» Short task 1
Copy the rows starting with their first line and ending with the line that contains "Query: distant shoreline", keeping both of those lines. Leave the pictures out.

| zonal_statistics {gdalcubes} | R Documentation |
This function will overlay spatial polygons with a data cube and compute summary statistics of pixel values within the polygons over all time slices.
zonal_statistics( x, geom, expr, out_path = tempfile(fileext = ".gpkg"), overwrite = FALSE, ogr_layer = NULL, as_stars = FALSE )
x |
source data cube |
geom |
Either an sf object, or a path to an OGR dataset (Shapefile, GeoPackage, or similar) with input (multi)polygon geometries |
expr |
character vector of summary statistics expressions, describing pairs of aggregation functions and data cube bands (e.g. "mean(band1)") |
out_path |
path to where resulting GeoPackage will be written to |
overwrite |
logical; overwrite |
ogr_layer |
If the input OGR dataset has multiple layers, a layer can be chosen by name |
as_stars |
logical; if TRUE, the created gpkg file will be loaded as a stars vector data cube |
The function creates a single GeoPackage output file containing:
A single layer "geom" containing the geometries (and feature identifiers) only.

(Dataset records)
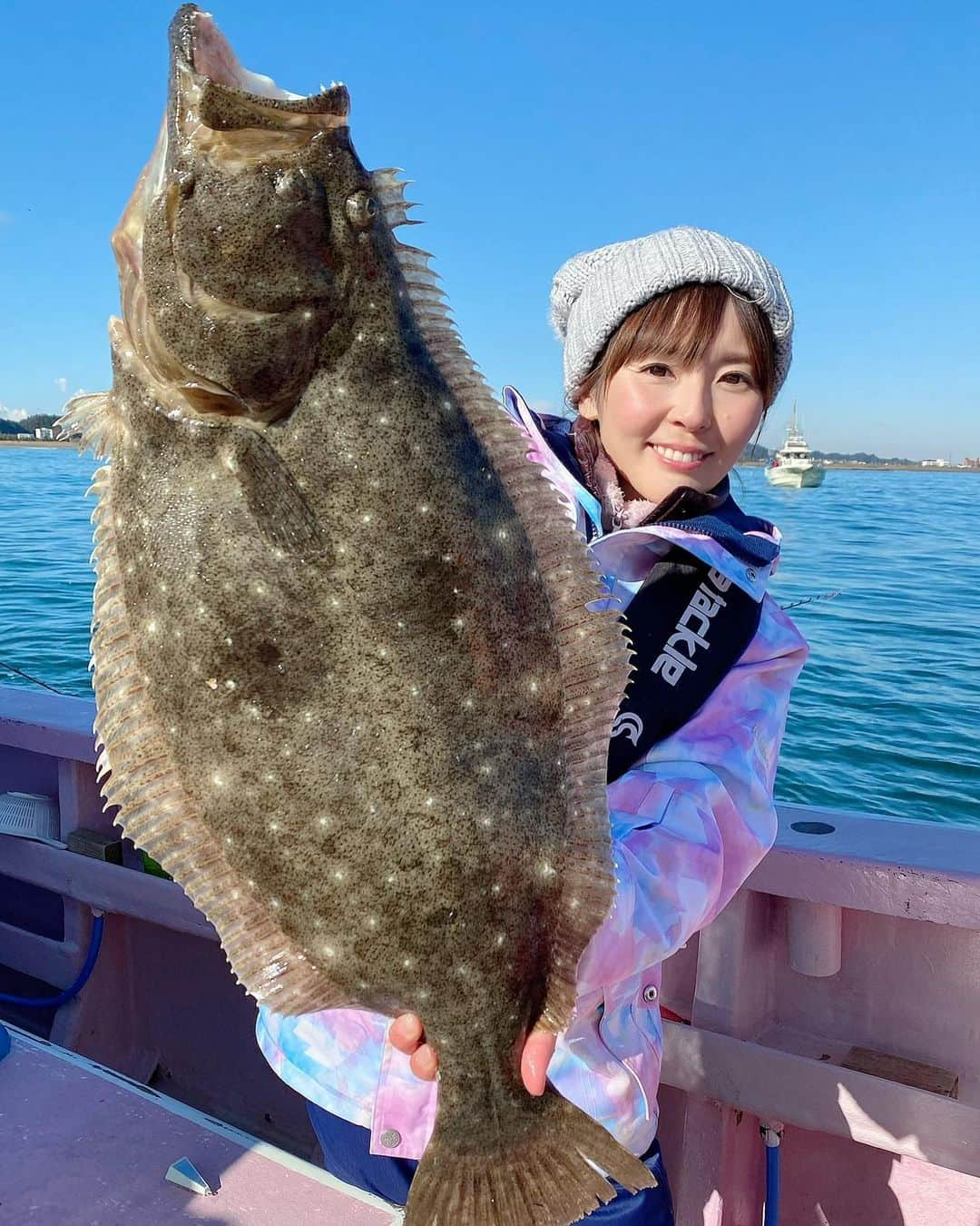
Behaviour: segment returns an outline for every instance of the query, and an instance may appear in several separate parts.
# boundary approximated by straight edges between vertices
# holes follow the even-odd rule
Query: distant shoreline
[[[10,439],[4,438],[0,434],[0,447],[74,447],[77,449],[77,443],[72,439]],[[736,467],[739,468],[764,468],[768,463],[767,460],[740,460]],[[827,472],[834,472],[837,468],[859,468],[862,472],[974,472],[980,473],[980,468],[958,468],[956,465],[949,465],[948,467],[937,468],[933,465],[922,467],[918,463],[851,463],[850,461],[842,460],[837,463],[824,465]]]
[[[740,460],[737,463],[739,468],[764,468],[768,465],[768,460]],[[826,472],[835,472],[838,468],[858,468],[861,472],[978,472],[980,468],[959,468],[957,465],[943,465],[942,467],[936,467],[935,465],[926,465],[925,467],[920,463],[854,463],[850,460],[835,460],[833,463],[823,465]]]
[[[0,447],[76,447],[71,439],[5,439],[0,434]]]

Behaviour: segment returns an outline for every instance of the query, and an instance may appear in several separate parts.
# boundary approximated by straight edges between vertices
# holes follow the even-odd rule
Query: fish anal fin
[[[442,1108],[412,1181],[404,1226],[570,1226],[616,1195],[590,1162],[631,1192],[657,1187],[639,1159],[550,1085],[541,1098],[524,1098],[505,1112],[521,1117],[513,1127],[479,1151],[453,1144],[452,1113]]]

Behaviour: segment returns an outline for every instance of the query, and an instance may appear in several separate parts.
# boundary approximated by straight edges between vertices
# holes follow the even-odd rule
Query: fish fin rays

» Short task 2
Say whether each statement agrees with the zonal_statistics page. Answer yes or no and quote the deciding words.
(a) The overwrite argument defaults to FALSE.
(b) The function writes its output to a Shapefile.
(c) Setting as_stars to TRUE loads the created gpkg file as a stars vector data cube.

» Output 1
Behaviour: segment returns an outline for every instance of the query, and an instance may appear in several separate parts.
# boundary approximated by straight edges between vertices
# holes follow the even-odd rule
Query: distant shoreline

» Output 2
(a) Yes: "overwrite = FALSE"
(b) No: "The function creates a single GeoPackage output file"
(c) Yes: "if TRUE, the created gpkg file will be loaded as a stars vector data cube"